▶ [Data records]:
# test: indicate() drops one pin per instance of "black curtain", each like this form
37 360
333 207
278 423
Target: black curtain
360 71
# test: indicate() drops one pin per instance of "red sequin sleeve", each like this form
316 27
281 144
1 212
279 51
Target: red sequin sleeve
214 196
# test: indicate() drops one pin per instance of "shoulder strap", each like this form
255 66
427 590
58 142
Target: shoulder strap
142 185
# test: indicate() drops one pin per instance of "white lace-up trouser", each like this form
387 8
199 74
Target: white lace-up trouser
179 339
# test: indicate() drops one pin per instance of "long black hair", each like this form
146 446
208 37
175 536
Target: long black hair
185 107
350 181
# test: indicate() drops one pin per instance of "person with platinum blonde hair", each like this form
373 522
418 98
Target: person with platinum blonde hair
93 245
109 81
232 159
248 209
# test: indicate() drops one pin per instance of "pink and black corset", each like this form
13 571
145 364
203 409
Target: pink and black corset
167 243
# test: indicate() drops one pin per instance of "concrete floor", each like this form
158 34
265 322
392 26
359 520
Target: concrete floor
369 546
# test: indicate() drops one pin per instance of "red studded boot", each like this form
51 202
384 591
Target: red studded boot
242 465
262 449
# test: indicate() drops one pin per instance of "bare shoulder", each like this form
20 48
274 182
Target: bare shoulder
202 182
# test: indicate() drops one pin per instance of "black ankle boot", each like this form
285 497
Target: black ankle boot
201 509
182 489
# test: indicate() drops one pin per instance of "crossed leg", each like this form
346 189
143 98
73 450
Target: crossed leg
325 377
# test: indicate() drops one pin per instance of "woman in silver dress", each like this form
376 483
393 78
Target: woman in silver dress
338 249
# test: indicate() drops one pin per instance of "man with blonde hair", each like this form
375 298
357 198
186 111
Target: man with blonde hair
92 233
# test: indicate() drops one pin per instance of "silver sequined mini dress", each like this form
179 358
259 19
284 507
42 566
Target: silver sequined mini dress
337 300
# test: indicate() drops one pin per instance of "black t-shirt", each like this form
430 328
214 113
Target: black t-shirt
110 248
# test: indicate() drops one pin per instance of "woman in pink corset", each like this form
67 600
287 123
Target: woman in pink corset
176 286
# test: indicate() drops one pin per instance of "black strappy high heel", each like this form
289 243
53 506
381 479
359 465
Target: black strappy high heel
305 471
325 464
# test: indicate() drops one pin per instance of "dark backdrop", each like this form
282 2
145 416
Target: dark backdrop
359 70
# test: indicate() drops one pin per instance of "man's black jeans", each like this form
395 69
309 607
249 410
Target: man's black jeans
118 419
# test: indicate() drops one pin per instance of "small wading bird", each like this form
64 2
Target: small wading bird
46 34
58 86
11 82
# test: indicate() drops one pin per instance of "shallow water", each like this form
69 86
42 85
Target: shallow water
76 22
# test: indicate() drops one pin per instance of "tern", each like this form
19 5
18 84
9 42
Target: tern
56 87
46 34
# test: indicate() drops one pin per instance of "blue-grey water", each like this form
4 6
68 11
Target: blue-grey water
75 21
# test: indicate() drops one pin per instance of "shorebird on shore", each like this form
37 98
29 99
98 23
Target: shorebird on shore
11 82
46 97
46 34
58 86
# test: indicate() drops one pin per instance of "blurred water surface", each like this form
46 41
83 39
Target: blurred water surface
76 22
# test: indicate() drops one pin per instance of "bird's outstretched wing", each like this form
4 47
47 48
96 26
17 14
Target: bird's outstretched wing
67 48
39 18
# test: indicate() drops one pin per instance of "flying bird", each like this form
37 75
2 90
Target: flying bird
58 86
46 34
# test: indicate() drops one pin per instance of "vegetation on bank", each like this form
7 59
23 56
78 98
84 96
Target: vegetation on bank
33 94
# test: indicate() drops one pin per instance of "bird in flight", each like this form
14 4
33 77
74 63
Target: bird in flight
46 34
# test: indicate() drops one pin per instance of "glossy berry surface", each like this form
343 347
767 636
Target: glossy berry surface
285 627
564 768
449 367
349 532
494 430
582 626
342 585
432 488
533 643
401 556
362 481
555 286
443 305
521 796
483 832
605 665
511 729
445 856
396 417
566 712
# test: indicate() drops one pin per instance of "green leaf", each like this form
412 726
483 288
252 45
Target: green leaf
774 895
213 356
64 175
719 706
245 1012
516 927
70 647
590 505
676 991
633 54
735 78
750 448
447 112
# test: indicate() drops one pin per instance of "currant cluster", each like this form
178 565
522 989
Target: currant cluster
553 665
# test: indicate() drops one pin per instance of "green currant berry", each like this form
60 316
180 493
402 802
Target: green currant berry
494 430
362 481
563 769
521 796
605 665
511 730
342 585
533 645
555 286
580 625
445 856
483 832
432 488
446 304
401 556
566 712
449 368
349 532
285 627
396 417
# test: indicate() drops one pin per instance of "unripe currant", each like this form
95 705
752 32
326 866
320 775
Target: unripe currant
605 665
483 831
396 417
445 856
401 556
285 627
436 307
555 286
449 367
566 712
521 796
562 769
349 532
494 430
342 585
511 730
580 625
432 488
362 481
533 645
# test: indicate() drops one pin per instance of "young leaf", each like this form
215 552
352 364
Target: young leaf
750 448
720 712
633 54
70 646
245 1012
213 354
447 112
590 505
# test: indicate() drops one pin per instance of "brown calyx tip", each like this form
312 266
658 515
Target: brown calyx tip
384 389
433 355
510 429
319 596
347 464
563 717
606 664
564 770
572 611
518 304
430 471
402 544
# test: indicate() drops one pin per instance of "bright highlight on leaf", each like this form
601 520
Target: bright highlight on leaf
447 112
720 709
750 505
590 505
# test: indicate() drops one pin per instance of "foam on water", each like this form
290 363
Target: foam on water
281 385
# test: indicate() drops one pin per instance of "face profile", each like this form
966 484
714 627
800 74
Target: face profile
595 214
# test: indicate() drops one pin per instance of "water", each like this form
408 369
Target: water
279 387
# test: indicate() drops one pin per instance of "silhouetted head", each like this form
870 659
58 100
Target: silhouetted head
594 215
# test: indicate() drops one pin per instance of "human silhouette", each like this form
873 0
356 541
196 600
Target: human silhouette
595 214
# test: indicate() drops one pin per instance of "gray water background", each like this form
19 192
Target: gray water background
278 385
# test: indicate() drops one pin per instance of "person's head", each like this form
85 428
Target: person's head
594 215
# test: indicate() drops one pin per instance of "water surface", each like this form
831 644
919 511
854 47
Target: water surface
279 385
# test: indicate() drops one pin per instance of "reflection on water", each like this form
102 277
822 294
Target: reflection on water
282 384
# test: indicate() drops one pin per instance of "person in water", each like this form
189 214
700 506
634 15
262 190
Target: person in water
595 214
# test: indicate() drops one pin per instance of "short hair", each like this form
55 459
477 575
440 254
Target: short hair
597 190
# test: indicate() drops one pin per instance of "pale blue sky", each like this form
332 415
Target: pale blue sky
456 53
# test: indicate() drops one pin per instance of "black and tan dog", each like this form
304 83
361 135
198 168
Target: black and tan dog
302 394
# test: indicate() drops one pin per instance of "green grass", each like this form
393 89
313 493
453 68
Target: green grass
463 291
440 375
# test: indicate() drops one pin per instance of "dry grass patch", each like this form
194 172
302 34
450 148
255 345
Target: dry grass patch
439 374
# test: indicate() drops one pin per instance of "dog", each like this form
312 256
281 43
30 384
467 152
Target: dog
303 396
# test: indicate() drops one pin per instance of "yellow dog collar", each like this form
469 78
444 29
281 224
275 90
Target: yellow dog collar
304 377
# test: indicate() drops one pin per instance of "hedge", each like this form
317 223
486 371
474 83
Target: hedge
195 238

▶ [Requirements]: Repeat the material word for word, in full.

▶ [Answer]:
# test: indicate() drops one pin per instance of "black curtain", each like this form
37 360
333 207
278 423
Target: black curtain
360 71
# test: indicate() drops one pin per instance of "red sequin sleeve", each like this form
316 27
281 144
1 212
279 51
Target: red sequin sleeve
214 196
# test: indicate() drops one pin per instance of "shoulder strap", each like this form
255 66
427 590
58 142
Target: shoulder strap
142 185
# test: indicate() drops one pin per instance of "white lace-up trouser", each like this form
387 8
199 74
Target: white lace-up trouser
179 339
# test: indicate() drops one pin per instance of "long black hair", each like this form
146 446
208 37
175 536
Target: long black hair
185 107
350 181
# test: indicate() drops one pin per instance of "person with platinum blonde hair", each like this form
373 522
418 98
Target: person with platinum blonde hair
93 245
109 81
232 159
248 209
# test: indicate() drops one pin per instance of "pink and black corset", each like this form
13 571
145 364
203 409
Target: pink and black corset
167 243
# test: indicate() drops one pin per instance of "concrete floor", each like this form
158 34
265 322
392 26
359 520
Target: concrete floor
369 546
# test: indicate() drops one pin per instance of "red studded boot", each like this form
51 202
384 591
Target: red studded boot
242 465
262 449
# test: indicate() drops one pin per instance of "bare shoulder", each like this form
20 48
274 182
Target: bare shoulder
202 182
# test: indicate() drops one pin per instance of "black ankle boot", each like this form
285 497
Target: black ankle boot
201 509
182 489
# test: indicate() drops one pin per instance of "crossed leg", each like this form
346 189
143 98
73 450
Target: crossed leg
325 377
# test: indicate() drops one pin per instance of "woman in silver dress", each like this form
376 483
393 78
Target: woman in silver dress
338 249
# test: indicate() drops one pin per instance of "man with blonde hair", each like this form
375 298
357 198
186 111
Target: man with blonde hair
92 233
# test: indicate() drops one pin per instance of "silver sequined mini dress", each like this form
179 358
259 19
284 507
42 566
Target: silver sequined mini dress
337 300
# test: indicate() drops one pin per instance of "black t-shirt", each like this form
430 328
214 113
Target: black t-shirt
110 248
# test: indicate() drops one pin per instance of "woman in pink corset", each like this form
67 600
287 123
Target: woman in pink corset
176 286
# test: indicate() drops one pin per instance of "black strappy high heel", each like this form
289 243
53 506
381 479
359 465
Target: black strappy high heel
305 471
325 464
# test: indicate() drops one pin per instance of "dark backdrop", each like this form
282 2
145 416
Target: dark backdrop
359 70
# test: indicate() drops one pin per instance of "man's black jeans", each like this form
395 69
309 607
249 410
Target: man's black jeans
118 419
# test: indicate() drops one pin per instance of "small wading bird", each like this form
64 2
Target: small wading bird
46 34
58 86
11 82
# test: indicate() drops one pin per instance of "shallow water", each like this form
69 86
42 85
Target: shallow water
76 22
# test: indicate() drops one pin per instance of "tern", each like this form
19 5
18 84
9 42
Target: tern
56 87
46 34
# test: indicate() drops one pin per instance of "blue-grey water", each like this form
4 6
68 11
Target: blue-grey water
75 21
# test: indicate() drops one pin per instance of "shorebird on shore", each like this form
37 98
29 99
98 23
Target: shorebird on shore
11 82
46 97
46 34
58 86
# test: indicate() drops one pin per instance of "blurred water surface", each like this form
46 41
83 39
Target: blurred water surface
76 22
# test: indicate() drops one pin per instance of "bird's outstretched wing", each like this form
4 47
47 48
96 26
17 14
Target: bird's outstretched wing
67 48
39 18
# test: indicate() drops one pin per instance of "flying bird", each like this form
37 75
2 90
Target: flying bird
58 86
46 34
# test: indicate() drops one pin per instance of "vegetation on bank", each like this form
7 59
23 56
78 98
84 96
Target: vegetation on bank
33 94
# test: indicate() drops one pin per instance of "bird in flight", each like this form
14 4
33 77
74 63
Target: bird in flight
46 34
# test: indicate() drops one pin per instance of "glossy berry surface", each like this form
343 347
767 636
Target: glossy berry surface
285 627
564 768
449 367
349 532
494 430
582 626
342 585
432 488
533 643
401 556
362 481
555 286
443 305
521 796
483 832
605 665
511 729
445 856
396 417
566 712
# test: indicate() drops one pin per instance of "green leaf", each like this form
412 726
483 288
252 45
Target: green leaf
774 895
213 356
64 175
719 706
245 1012
516 927
70 647
590 505
676 991
633 54
735 78
750 448
447 112
# test: indicate() drops one pin per instance of "currant cluster", each like this form
178 565
522 989
Target: currant cluster
553 665
# test: indicate() drops one pin per instance of "green currant berry", each like this form
60 316
180 493
402 802
Target: green currant berry
494 430
362 481
563 769
521 796
605 665
511 730
342 585
533 645
555 286
580 625
445 856
483 832
432 488
446 304
401 556
566 712
449 368
349 532
285 627
396 417
# test: indicate() drops one pin per instance of "unripe currant", each like this form
95 705
752 32
326 866
320 775
Target: unripe currant
605 665
483 831
396 417
445 856
401 556
285 627
436 307
555 286
449 367
566 712
521 796
562 769
349 532
494 430
342 585
511 730
580 625
432 488
362 481
533 645
# test: indicate() drops one pin per instance of "young leaf", each like this form
215 552
352 364
Target: young leaf
750 448
720 712
633 54
70 646
245 1012
213 354
447 112
590 505
# test: indicate() drops one pin per instance of "brown calyx tip", each like this form
312 266
658 515
Target: brown calyx tip
384 389
433 355
510 429
319 596
347 464
563 717
606 664
564 770
572 611
518 304
430 471
402 544
# test: indicate() drops one pin per instance of "bright highlight on leaf", each like this form
601 520
Target: bright highlight on leaf
447 112
720 709
750 505
590 505
# test: indicate() drops one pin per instance of "foam on water", each like this form
290 363
Target: foam on water
281 385
# test: indicate() drops one pin per instance of "face profile", each like this form
966 484
714 627
800 74
Target: face profile
595 214
# test: indicate() drops one pin per instance of "water", each like this form
408 369
Target: water
279 387
# test: indicate() drops one pin per instance of "silhouetted head", each like this form
870 659
58 100
Target: silhouetted head
594 215
# test: indicate() drops one pin per instance of "human silhouette", each like this form
873 0
356 541
196 600
Target: human silhouette
595 214
# test: indicate() drops one pin per instance of "gray water background", each like this form
19 192
Target: gray water background
278 385
# test: indicate() drops one pin per instance of "person's head", each like this form
85 428
Target: person's head
594 215
# test: indicate() drops one pin per instance of "water surface", each like this form
831 644
919 511
854 47
Target: water surface
279 385
# test: indicate() drops one pin per instance of "reflection on water", each like this form
102 277
822 294
Target: reflection on water
282 384
# test: indicate() drops one pin per instance of "person in water", each like this form
189 214
700 506
634 15
262 190
Target: person in water
595 214
# test: indicate() drops one pin per instance of "short hair", each like this form
55 459
477 575
440 254
Target: short hair
597 190
# test: indicate() drops one pin per instance of "pale blue sky", each like this form
332 415
Target: pale blue sky
456 53
# test: indicate() drops one pin per instance of "black and tan dog", each like this form
304 83
361 135
198 168
Target: black and tan dog
302 394
# test: indicate() drops one pin per instance of "green grass", each like this form
393 89
313 493
453 68
Target: green grass
463 291
440 375
# test: indicate() drops one pin per instance of "dry grass patch", each like this form
194 172
302 34
450 148
255 345
Target: dry grass patch
439 374
# test: indicate() drops one pin per instance of "dog", each like this form
312 256
281 43
30 384
467 152
Target: dog
303 396
# test: indicate() drops one pin per instance of "yellow dog collar", each like this form
469 78
444 29
281 224
275 90
Target: yellow dog collar
304 377
# test: indicate() drops one pin per instance of "hedge", each like this form
317 223
486 371
474 83
Target: hedge
195 238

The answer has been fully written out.